Entries
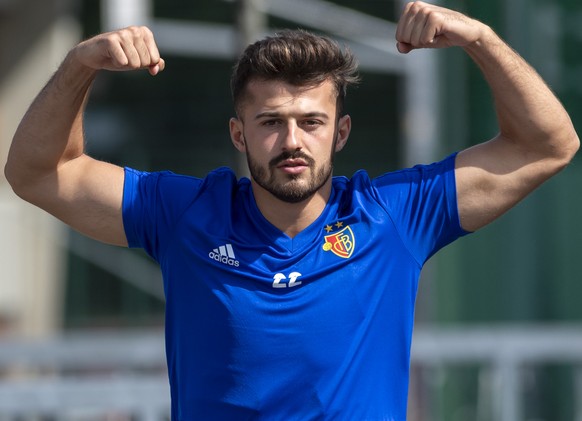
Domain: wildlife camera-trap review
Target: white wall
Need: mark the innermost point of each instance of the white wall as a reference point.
(31, 255)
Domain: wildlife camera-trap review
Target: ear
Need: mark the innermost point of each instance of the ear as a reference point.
(344, 126)
(236, 134)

Written exercise
Can you write out all these items again, requests included, with each point coordinate in the answers multiplied by 1.9 and rounded to a whole number, halves rounded up? Leave the picture out of your answer.

Completed task
Domain: wildlife camera-trap review
Target: white wall
Need: mark the innermost point of each instance of the white wall as a reference point.
(59, 485)
Domain: wildlife camera-trap review
Target: ear
Need: mark the innermost point of each instance of the ear as a reference point.
(654, 239)
(448, 255)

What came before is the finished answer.